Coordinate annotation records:
+ + + + +

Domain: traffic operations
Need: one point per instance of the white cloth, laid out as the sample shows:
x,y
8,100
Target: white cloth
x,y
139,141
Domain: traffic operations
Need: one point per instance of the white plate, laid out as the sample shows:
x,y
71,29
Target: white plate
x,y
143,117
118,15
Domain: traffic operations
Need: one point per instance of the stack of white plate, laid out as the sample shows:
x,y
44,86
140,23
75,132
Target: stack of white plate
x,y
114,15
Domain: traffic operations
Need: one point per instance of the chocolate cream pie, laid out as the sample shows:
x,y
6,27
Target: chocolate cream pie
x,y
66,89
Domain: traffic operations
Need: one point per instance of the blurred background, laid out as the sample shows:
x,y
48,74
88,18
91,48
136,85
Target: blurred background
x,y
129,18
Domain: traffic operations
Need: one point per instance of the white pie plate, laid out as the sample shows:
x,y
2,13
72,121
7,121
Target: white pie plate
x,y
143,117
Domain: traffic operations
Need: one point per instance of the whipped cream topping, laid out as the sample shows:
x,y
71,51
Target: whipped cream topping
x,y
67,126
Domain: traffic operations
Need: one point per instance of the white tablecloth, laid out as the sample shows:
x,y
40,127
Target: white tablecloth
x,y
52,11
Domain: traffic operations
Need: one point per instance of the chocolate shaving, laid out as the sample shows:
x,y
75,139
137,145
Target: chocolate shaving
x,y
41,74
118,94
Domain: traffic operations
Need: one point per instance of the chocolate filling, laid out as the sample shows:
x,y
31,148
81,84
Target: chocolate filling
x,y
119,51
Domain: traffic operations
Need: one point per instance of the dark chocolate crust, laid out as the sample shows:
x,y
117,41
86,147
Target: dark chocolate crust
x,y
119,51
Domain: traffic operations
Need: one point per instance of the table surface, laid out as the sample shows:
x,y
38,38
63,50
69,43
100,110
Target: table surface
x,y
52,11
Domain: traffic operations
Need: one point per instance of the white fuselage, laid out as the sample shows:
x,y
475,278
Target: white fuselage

+ + + + +

_Short task_.
Return each line of the listing above that contains the string "dark".

_Task response_.
Need: one point per instance of the dark chocolate crust, laid out as the sample shows:
Target: dark chocolate crust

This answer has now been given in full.